DATA FOR THE TASK:
+ + + +

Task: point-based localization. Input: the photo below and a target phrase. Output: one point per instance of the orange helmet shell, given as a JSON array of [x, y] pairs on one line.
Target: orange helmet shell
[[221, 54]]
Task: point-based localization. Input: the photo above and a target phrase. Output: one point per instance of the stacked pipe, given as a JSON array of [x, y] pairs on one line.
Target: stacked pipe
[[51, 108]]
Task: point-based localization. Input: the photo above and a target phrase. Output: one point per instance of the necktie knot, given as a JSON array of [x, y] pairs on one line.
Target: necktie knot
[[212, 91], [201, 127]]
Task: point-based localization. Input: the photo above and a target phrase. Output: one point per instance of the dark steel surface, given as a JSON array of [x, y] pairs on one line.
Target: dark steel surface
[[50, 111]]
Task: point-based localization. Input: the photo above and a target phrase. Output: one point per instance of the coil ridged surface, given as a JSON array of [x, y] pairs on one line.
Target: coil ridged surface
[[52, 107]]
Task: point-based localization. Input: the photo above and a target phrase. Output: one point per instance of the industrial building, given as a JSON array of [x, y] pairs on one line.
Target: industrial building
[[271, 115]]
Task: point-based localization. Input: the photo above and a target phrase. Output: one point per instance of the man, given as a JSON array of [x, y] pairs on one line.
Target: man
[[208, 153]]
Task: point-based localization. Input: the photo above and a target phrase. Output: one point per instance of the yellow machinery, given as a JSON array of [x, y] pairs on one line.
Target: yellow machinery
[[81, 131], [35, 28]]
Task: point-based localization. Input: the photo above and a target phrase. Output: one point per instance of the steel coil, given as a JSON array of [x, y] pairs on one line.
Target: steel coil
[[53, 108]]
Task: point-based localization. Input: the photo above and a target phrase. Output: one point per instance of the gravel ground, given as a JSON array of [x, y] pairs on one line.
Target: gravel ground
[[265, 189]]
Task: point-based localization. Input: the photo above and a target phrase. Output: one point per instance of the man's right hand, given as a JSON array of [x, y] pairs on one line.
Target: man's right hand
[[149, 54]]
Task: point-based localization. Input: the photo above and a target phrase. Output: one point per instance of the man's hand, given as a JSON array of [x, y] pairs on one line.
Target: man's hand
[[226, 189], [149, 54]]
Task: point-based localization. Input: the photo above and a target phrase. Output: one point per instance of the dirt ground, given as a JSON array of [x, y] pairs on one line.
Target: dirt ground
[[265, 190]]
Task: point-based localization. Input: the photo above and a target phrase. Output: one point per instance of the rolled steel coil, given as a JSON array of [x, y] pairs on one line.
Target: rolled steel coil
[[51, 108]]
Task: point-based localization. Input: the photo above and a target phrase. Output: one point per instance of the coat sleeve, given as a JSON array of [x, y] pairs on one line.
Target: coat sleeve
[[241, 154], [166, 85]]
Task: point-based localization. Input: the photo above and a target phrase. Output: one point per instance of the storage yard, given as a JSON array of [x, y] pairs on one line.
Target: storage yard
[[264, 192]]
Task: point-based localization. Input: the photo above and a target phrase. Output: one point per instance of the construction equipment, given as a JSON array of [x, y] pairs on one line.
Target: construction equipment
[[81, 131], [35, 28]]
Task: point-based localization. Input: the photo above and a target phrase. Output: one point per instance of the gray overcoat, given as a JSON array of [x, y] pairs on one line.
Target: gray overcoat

+ + + +

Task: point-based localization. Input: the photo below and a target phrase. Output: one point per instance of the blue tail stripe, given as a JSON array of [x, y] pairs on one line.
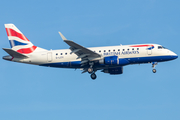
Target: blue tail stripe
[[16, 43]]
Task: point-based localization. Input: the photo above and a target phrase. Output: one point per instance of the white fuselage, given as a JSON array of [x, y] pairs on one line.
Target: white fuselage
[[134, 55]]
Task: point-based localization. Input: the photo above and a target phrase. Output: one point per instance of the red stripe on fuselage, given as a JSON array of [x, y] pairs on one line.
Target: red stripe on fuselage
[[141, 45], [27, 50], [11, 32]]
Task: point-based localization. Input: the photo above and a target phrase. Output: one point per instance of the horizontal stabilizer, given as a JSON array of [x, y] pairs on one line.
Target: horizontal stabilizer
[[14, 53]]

+ + + +

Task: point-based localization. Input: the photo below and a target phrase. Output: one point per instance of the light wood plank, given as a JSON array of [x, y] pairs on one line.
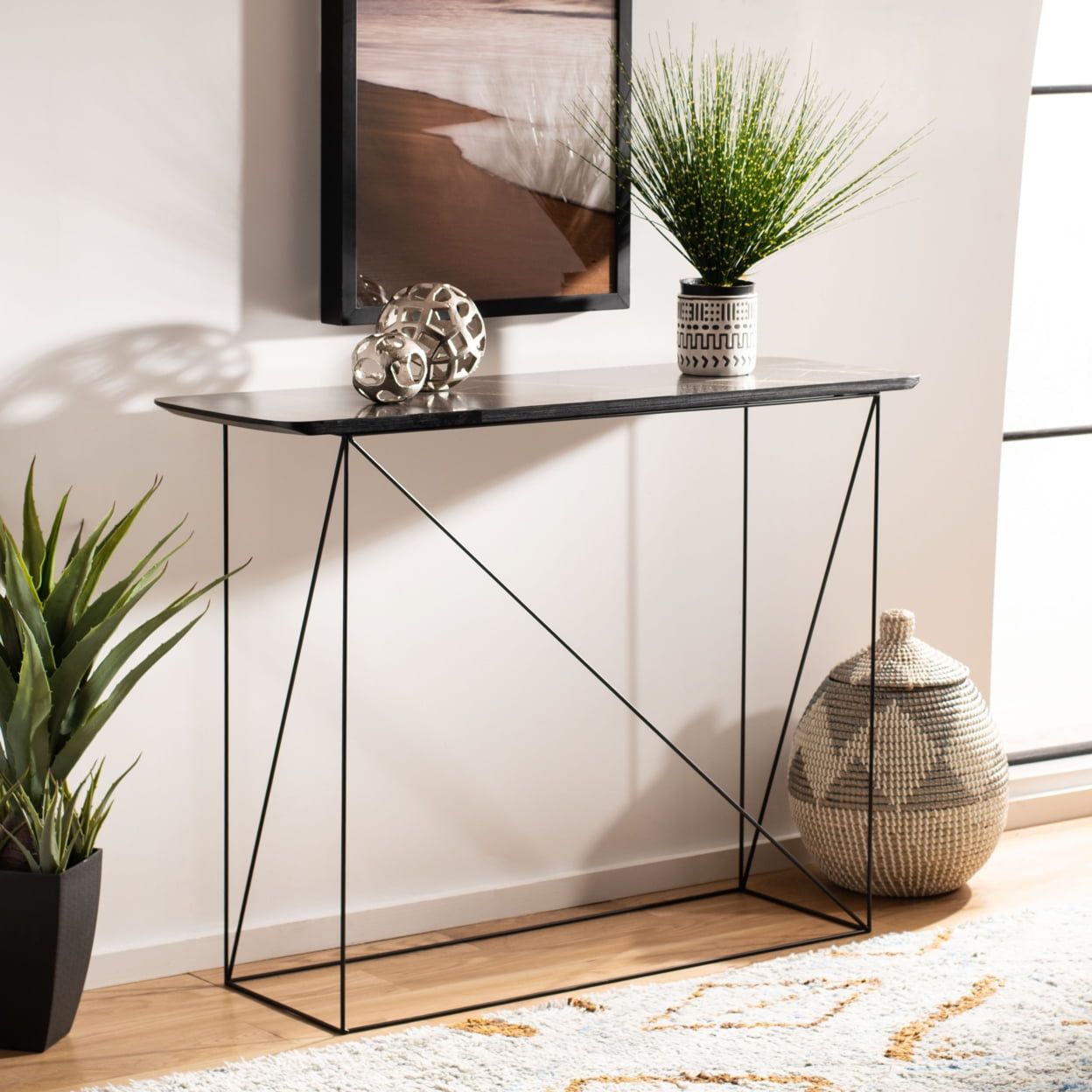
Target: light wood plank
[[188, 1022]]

+ + + +

PROBLEM DESCRIPTION: Can you give the lines of the listing between the line holding "man's hand, given" and the line holding "[[241, 154], [166, 85]]", inclusive, as a Markdown table with the columns Row and Line, leaving out blank lines?

TASK SOLUTION:
| Row | Line |
|---|---|
| 1 | Task: point-based localization. Input: the photo above and a target phrase. Output: one point per instance of the man's hand, given as a JSON array of [x, y] pairs on one line. |
| 2 | Target: man's hand |
| 3 | [[226, 189], [149, 54]] |
| 4 | Task: point-based localization. Input: the photo above and a target phrase. Output: one point per instance of the dirt ground, given as a JSON array of [x, y] pairs on one line. |
| 5 | Target: dirt ground |
| 6 | [[265, 190]] |
| 7 | Task: point-based localization. Input: the photo above and a target phrase. Output: one point per instance of the rolled steel coil, given as a JSON array of [x, y] pairs on one line. |
| 8 | Target: rolled steel coil |
| 9 | [[51, 108]] |
| 10 | Task: point-based localization. Input: the photo above and a target phrase. Output: one point per instance of the coat sleeve, given as a JSON array of [x, y] pairs on one line. |
| 11 | Target: coat sleeve |
| 12 | [[241, 154], [166, 85]] |